● Set exercise
Copy out all of the material below word for word, leaving out the pictures.

● Stored records
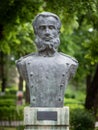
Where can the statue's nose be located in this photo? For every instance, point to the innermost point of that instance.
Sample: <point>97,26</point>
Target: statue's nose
<point>47,33</point>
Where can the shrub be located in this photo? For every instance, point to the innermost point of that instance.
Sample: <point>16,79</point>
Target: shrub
<point>82,120</point>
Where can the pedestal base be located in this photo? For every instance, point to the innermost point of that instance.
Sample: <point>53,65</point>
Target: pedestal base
<point>37,118</point>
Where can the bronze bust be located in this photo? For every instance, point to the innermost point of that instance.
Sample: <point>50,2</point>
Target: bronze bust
<point>47,71</point>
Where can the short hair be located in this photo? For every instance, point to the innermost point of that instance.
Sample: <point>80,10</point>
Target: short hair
<point>46,14</point>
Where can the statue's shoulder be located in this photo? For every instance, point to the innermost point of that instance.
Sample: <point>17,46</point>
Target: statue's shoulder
<point>25,58</point>
<point>69,58</point>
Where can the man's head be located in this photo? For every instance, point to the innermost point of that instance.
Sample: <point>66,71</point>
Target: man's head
<point>47,28</point>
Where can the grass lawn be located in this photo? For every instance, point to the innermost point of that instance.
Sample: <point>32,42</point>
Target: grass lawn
<point>7,128</point>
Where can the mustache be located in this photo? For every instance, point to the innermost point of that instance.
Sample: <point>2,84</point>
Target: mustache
<point>43,44</point>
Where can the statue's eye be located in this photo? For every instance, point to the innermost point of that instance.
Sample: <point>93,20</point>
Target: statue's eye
<point>51,27</point>
<point>42,27</point>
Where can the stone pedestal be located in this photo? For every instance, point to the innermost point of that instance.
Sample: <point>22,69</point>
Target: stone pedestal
<point>37,118</point>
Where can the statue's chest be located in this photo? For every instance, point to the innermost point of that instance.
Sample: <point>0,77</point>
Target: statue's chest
<point>47,79</point>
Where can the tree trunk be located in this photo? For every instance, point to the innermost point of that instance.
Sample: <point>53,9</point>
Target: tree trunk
<point>92,91</point>
<point>20,84</point>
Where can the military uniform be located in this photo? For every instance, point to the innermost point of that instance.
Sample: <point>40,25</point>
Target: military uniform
<point>47,77</point>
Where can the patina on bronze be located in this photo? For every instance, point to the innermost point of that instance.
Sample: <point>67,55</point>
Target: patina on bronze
<point>47,71</point>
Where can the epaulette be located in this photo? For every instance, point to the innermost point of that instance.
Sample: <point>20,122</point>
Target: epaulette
<point>24,57</point>
<point>72,58</point>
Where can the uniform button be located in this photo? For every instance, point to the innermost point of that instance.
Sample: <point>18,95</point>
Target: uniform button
<point>67,63</point>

● Task solution
Where can the statue's nose be located in this photo? For every instance, point to the innermost point of that instance.
Sample: <point>97,26</point>
Target: statue's nose
<point>47,33</point>
Where can the shrub be located in this photo? For every instance, point to the innermost point of that instance.
Sample: <point>16,79</point>
Target: shrub
<point>82,120</point>
Where can the pedestal base be located in this photo? For every instance, point to the innermost point of that instance.
Sample: <point>53,65</point>
Target: pedestal base
<point>37,118</point>
Where can the bronze bust be located in this photo? For every instance, point to the innermost point of that instance.
Sample: <point>50,2</point>
Target: bronze bust
<point>47,71</point>
Where can the short hair be located in this photo? For every instance, point to the innermost point of that instance.
Sample: <point>80,10</point>
Target: short hair
<point>46,14</point>
Where can the statue's shoulder be located in this photo? For every instance, point to the innermost point of that instance.
Sample: <point>17,46</point>
Target: statue's shoulder
<point>25,58</point>
<point>69,58</point>
Where can the man's head be located in this photo? For every instance, point to the innermost point of that instance.
Sample: <point>66,71</point>
Target: man's head
<point>47,28</point>
Where can the grass lawn be located in this photo? For every instance, point to the innermost point of that instance.
Sample: <point>32,42</point>
Target: grass lawn
<point>7,128</point>
Where can the mustache be located in this photo? For every instance, point to the innermost point of that instance.
Sample: <point>2,84</point>
Target: mustache
<point>43,44</point>
Where can the statue's eye be located in this photo? For every instance, point to the innermost point of that instance.
Sample: <point>93,20</point>
Target: statue's eye
<point>51,27</point>
<point>42,27</point>
Where can the stone pedestal be located in this photo? For every instance, point to the innermost point of that instance.
Sample: <point>22,69</point>
Target: stone pedestal
<point>37,118</point>
Where can the statue's chest be located in this photo? For every instance, point to the innermost point of that instance.
Sample: <point>0,77</point>
Target: statue's chest
<point>47,79</point>
Where can the tree trunk be located in this photo? For every instance, point to the innermost point of that instance.
Sample: <point>53,9</point>
Target: tree trunk
<point>92,91</point>
<point>20,84</point>
Where can the military uniform be located in this photo? For every instance, point to the innermost point of that instance.
Sample: <point>40,25</point>
Target: military uniform
<point>47,77</point>
Where can the patina on bronze be located in this photo? For every instance, point to the innermost point of that instance.
Sample: <point>67,55</point>
Target: patina on bronze
<point>47,71</point>
Where can the epaulette be located in this photo? For every instance, point to the innermost point of that instance.
Sample: <point>20,122</point>
Target: epaulette
<point>24,57</point>
<point>72,58</point>
Where can the uniform button be located in this photo? For every instance, point to the innermost point of that instance.
Sample: <point>18,95</point>
Target: uniform button
<point>67,63</point>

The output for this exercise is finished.